**Work to do**.
Turn the data below into a numbered list, starting at its first line and going up to and including the line with "pixel 513 294". Skip any blank lines.

**Extracted material**.
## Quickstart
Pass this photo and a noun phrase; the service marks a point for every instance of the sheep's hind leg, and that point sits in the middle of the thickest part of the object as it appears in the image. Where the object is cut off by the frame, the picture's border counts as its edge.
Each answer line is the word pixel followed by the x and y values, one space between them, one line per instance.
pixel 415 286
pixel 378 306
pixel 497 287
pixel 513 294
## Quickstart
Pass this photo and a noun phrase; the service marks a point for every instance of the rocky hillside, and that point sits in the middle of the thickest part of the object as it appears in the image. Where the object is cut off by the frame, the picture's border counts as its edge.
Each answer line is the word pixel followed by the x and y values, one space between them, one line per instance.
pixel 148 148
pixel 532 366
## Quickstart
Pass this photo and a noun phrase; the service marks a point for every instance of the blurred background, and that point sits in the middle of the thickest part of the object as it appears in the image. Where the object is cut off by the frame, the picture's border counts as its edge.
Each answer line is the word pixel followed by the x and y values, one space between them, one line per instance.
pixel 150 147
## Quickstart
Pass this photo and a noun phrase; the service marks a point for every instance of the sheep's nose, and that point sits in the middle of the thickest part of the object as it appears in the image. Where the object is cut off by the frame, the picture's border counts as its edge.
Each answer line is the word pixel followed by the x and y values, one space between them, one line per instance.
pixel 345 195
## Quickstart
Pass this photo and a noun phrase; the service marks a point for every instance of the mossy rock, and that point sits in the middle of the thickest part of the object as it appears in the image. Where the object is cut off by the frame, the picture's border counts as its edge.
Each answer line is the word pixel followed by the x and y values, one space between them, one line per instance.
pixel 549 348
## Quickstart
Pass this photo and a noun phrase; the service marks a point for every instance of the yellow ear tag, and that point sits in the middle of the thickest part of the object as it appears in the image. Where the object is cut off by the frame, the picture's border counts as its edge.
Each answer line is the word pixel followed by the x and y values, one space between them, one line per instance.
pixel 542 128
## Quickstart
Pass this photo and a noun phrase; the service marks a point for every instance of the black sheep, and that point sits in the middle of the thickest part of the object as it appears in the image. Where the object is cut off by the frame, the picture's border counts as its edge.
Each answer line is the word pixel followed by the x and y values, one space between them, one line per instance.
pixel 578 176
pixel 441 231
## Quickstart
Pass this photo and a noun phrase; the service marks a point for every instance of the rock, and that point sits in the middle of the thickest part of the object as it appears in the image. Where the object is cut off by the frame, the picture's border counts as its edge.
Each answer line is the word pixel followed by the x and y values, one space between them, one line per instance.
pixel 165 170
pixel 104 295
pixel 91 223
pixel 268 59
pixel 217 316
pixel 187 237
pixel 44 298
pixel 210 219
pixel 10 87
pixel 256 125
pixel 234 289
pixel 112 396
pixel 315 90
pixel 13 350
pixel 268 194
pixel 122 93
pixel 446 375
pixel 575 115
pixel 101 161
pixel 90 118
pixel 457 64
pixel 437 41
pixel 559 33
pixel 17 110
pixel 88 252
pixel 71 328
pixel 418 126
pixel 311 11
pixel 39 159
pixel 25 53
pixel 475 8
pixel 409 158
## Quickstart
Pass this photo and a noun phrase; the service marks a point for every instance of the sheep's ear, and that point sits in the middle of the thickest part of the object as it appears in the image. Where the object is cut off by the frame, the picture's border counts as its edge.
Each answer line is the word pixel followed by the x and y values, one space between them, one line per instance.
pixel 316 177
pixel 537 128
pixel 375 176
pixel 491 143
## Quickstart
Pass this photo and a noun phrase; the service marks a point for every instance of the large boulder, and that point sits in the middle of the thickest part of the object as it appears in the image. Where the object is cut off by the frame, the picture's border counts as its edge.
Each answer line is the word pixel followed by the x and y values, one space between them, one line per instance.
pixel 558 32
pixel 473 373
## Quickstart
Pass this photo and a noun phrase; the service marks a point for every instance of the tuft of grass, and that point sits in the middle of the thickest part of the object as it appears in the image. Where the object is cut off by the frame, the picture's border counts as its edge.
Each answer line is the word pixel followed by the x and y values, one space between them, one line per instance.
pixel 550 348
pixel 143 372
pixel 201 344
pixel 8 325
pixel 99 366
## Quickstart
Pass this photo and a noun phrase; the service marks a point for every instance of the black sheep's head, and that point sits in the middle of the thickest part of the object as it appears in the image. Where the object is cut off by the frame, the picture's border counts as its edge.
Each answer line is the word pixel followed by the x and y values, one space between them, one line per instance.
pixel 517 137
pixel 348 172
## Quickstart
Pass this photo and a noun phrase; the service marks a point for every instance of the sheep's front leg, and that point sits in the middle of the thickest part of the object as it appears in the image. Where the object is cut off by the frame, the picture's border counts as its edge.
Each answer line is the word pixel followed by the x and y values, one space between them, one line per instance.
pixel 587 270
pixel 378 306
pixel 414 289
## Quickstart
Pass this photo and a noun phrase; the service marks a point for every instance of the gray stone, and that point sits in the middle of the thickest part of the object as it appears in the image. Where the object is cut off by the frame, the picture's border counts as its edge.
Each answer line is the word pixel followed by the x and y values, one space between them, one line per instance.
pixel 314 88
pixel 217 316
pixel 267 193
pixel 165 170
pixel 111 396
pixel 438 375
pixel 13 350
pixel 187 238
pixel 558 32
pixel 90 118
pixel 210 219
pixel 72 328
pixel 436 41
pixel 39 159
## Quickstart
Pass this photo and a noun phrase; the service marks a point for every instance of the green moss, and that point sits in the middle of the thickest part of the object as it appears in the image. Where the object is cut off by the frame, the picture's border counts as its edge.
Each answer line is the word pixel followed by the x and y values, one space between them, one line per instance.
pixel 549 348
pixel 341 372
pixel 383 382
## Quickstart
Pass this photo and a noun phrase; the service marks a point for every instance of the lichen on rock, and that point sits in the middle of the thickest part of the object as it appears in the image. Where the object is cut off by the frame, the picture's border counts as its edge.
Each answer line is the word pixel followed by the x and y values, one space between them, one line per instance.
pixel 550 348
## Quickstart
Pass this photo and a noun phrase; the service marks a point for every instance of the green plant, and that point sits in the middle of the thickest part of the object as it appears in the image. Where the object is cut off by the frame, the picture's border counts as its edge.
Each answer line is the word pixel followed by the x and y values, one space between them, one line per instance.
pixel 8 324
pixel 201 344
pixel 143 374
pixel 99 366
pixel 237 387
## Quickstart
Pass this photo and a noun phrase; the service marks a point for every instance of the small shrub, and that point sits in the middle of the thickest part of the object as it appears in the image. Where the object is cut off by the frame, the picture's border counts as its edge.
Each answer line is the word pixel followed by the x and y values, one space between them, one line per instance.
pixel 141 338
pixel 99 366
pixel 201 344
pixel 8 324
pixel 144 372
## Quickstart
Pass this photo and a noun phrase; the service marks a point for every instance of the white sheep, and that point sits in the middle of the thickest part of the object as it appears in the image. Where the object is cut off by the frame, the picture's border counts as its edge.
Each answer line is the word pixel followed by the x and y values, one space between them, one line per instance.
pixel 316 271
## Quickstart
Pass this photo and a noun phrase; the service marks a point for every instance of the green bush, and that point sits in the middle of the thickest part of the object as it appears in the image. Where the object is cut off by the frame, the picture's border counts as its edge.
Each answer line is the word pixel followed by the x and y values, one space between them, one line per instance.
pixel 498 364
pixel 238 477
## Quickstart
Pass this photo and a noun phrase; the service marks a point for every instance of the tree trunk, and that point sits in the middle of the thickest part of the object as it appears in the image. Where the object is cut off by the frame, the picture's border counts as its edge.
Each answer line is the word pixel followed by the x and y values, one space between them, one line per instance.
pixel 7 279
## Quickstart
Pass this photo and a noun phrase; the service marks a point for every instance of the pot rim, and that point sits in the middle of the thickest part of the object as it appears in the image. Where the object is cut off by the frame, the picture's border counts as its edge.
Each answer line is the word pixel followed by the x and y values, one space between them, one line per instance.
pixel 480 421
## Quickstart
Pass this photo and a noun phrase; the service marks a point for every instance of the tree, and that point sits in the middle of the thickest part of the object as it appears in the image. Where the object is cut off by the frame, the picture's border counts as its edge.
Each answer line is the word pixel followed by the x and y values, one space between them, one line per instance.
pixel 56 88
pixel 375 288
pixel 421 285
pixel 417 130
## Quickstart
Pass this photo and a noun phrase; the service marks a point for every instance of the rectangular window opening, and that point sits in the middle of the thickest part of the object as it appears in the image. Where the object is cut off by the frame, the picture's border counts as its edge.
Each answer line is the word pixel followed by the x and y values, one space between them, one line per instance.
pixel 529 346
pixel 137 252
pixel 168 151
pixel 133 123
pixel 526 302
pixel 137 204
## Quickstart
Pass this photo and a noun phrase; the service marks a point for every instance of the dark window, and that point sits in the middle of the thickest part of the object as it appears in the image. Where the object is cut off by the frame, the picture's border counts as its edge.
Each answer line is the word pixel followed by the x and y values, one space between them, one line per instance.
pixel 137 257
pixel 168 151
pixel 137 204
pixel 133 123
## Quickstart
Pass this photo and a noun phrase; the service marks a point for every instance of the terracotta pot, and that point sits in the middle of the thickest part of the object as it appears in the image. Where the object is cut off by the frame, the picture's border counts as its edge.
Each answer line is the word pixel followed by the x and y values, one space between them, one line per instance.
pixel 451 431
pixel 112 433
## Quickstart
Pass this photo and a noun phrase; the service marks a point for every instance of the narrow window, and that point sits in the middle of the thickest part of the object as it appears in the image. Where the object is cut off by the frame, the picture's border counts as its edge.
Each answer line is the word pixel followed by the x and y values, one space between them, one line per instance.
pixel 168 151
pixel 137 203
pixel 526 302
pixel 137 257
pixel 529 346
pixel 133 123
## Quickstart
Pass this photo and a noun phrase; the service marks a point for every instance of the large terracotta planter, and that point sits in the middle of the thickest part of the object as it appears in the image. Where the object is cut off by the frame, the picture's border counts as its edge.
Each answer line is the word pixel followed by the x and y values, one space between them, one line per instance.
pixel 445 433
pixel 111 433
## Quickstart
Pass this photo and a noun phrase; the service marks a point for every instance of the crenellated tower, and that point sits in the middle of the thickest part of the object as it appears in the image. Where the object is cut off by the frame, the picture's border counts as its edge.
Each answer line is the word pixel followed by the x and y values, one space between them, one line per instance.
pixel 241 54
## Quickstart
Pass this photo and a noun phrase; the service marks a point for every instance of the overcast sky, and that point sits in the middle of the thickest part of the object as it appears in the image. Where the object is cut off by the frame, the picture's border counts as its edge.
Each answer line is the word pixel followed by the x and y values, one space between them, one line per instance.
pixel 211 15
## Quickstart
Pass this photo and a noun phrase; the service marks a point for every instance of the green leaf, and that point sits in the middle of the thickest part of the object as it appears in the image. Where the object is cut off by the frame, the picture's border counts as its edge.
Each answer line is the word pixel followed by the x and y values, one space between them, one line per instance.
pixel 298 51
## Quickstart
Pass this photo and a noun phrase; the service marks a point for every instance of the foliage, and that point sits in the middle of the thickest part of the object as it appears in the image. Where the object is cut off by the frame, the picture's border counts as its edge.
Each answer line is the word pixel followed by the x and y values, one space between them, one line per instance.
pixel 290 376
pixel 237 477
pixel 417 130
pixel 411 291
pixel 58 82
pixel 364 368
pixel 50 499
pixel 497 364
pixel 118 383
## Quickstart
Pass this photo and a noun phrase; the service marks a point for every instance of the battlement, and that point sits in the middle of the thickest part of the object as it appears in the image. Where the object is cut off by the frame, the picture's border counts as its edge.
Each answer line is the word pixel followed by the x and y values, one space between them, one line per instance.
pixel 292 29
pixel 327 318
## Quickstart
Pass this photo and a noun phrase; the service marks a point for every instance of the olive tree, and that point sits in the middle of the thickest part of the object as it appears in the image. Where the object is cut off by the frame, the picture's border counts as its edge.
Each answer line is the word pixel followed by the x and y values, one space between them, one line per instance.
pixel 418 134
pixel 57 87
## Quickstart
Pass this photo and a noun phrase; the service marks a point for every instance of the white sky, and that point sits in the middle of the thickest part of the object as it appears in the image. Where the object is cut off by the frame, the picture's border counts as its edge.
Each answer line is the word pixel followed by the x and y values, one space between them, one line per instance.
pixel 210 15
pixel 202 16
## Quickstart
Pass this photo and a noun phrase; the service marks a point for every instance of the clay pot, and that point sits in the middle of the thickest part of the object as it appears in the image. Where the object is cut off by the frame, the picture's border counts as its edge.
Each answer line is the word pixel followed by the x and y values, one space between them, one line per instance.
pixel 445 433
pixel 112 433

**Task response**.
1. ## Quickstart
2. Pass this photo and a noun phrase; the service marks a point for every instance of the sheep's hind leg, and that point sits in the middle of the thickest part of the object as it appears in the image. Where the object is cut off by the frame, the picture's border counts as its edge.
3. Each answer line is the word pixel followed by the x and y values, one space between them, one line per instance.
4. pixel 415 286
5. pixel 378 306
6. pixel 497 287
7. pixel 513 294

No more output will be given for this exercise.